REQUIRED ACTION A = Copy the part of the court excerpt that begins at the words "6. The learned" and ends after the words "3 SCC 330].".
REQUIRED ACTION B =
Answer these questions from the court excerpt:
(i) Which decision did the applicant's advocate rely on?
(ii) What amount did the applicant apparently believe the deceased had stolen?
(iii) Along with whom did the applicant chase the deceased?

EXTRACTED TEXT =
6. The learned Advocate appearing for the applicant has relied on the decision in Kanchan Sharma Vs. State of Uttar Pradesh and Another, [2021 SCC OnLine SC 737], wherein the Hon’ble Apex Court relying upon the earlier decisions had come to the conclusion that ingredients of offence punishable under Section 306 of IPC are not made out and then had dealt with the four steps to be undertaken for exercise of powers under Section 482 of the Code of Criminal Procedure as laid down in Rajiv Thapar Vs. Madan Lal Kapur, [(2013) 3 SCC 330].

7. Per contra, the learned APP as well as learned Advocate for respondent No.2 have strongly opposed the application. It is submitted that there is evidence against the applicant to the extent that she had asked the deceased to bring amount from her cash box in the shop and it appears that she got the impression that amount of Rs.50/- has been stolen by deceased. Raising of unnecessary allegations by a person may be taken otherwise by the person against whom such allegations is made. She had gone to the school of the deceased to ask as to what has been done with her amount of Rs.50/-. She could have waited till the arrival of the deceased to house. She had also chased the deceased along with Shraddha and, therefore, the minor boy would have taken it otherwise and due to fear, he has committed suicide. Definitely, the act on the part of the applicant amounts to abetment. When there is prima facie case, this cannot be taken as a fit case where the FIR as well as entire proceeding could be quashed and set aside.

DATA SECTION =

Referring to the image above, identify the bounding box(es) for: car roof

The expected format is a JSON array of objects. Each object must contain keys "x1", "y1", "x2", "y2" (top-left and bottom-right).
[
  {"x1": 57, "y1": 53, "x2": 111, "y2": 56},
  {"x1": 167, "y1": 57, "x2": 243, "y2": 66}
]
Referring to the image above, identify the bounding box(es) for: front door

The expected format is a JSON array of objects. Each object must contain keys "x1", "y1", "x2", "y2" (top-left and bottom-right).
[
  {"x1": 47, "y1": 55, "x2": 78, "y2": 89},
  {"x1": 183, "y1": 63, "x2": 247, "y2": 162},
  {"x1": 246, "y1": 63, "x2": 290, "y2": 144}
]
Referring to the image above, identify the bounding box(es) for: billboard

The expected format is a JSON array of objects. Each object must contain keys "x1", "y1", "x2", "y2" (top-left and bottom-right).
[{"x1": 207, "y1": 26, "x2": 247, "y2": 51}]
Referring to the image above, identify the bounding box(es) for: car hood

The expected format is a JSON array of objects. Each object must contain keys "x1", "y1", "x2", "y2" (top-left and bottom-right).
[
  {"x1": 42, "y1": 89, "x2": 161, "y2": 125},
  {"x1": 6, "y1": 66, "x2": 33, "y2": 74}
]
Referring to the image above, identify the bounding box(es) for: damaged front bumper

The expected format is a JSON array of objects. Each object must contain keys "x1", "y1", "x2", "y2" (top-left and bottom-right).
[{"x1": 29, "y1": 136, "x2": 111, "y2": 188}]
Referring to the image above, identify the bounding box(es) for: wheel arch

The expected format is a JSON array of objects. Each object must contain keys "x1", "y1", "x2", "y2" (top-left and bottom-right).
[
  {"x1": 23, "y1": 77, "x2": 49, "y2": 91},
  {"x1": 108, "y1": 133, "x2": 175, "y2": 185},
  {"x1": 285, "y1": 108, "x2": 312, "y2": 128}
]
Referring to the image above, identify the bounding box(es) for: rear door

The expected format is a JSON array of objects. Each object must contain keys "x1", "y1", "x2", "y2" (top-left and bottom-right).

EXERCISE OUTPUT A =
6. The learned Advocate appearing for the applicant has relied on the decision in Kanchan Sharma Vs. State of Uttar Pradesh and Another, [2021 SCC OnLine SC 737], wherein the Hon’ble Apex Court relying upon the earlier decisions had come to the conclusion that ingredients of offence punishable under Section 306 of IPC are not made out and then had dealt with the four steps to be undertaken for exercise of powers under Section 482 of the Code of Criminal Procedure as laid down in Rajiv Thapar Vs. Madan Lal Kapur, [(2013) 3 SCC 330].

EXERCISE OUTPUT B =
(i) Kanchan Sharma Vs. State of Uttar Pradesh and Another, [2021 SCC OnLine SC 737]
(ii) Rs.50/-
(iii) Shraddha